[TEXT FOR ANALYSIS Boundary: Start]

The four-cylinder engine familiar from the G20 330i also represents a compelling proposition in the 4 Series, restating its ability to rustle up torque far quicker than before. But we don’t have time to dwell on such details, not when there’s the rear of a Z4 M40i pace car to stick to!

Providing our playground for the test drives are the rural roads of Bavaria’s hop-growing backcountry, currently free of traffic, of course. Sweeping, high-speed corners share this neck of the woods with tight and twisty sections through forests. But at least as important for the chassis engineers is the fluctuating nature of the road surface, which oscillates between textbook-smooth one moment and a blistered, pothole-infested trial for the springs and dampers a few meters later.

After a handful of miles exploring the new BMW 4 Series at the limit or thereabouts, the primary lingering impression is how effortless it is to drive quickly. The coupe’s rigidity produces a direct response to every steering command not previously encountered in a sub-M model, the high-calibre genes of the 3 Series shining through repeatedly.

You wouldn’t say the second-generation coupe offers a night-and-day contrast to the driving experience in the 3 Series. But at the point where its sedan sibling slowly but surely pulls down the curtain, the 4 Series continues to sing a little while longer.

Since these dynamic gains have not only been achieved by dialing up the firmness of the suspension, a slice of the additional potential on offer is only revealed to the driver at very high cornering speeds. Where some cars use exaggerated hardness to create an impression of sportiness, the BMW 4 Series always retains the good manners of a 3 Series.

Lift-related dampers mean it doesn’t even need adaptive suspension to pull off the trick. And although the four-cylinder turbo engine pulls hard from middling revs, if not before, the new 430i suffers practically no traction issues. Credit here to the optional locking differential.

[TEXT FOR ANALYSIS Boundary: End]
[INPUT DATA Boundary: Start]

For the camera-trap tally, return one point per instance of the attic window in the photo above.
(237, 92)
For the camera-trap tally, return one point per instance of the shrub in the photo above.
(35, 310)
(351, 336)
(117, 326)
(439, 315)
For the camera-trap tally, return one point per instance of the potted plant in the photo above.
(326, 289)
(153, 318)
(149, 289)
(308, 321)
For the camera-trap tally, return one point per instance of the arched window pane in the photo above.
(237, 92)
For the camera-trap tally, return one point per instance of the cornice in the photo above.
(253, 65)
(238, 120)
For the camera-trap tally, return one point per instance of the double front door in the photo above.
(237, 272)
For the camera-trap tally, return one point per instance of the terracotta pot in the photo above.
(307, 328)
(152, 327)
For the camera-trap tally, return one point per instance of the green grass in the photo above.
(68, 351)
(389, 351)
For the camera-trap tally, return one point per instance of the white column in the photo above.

[INPUT DATA Boundary: End]
[INPUT DATA Boundary: Start]

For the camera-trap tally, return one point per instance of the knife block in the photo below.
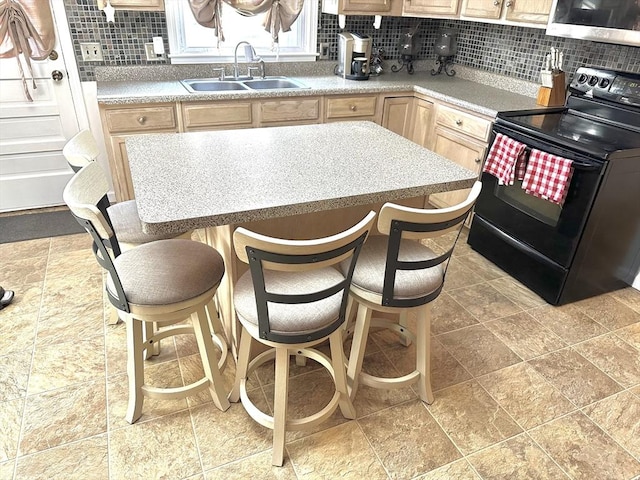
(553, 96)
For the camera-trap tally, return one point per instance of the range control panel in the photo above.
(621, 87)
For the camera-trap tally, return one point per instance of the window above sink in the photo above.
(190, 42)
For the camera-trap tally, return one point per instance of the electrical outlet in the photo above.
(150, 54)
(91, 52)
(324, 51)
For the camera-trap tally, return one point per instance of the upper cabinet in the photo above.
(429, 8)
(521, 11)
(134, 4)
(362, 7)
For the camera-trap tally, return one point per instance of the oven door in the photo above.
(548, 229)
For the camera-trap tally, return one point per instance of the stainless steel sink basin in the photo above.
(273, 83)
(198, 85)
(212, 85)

[INPUT DATA Boundary: End]

→ PROBLEM TO SOLVE
How would you translate this sentence from the BMW 4 Series text into Spanish: "Sweeping, high-speed corners share this neck of the woods with tight and twisty sections through forests."

→ ANSWER BOX
Las curvas amplias y de alta velocidad comparten esta zona con tramos cerrados y sinuosos que atraviesan los bosques.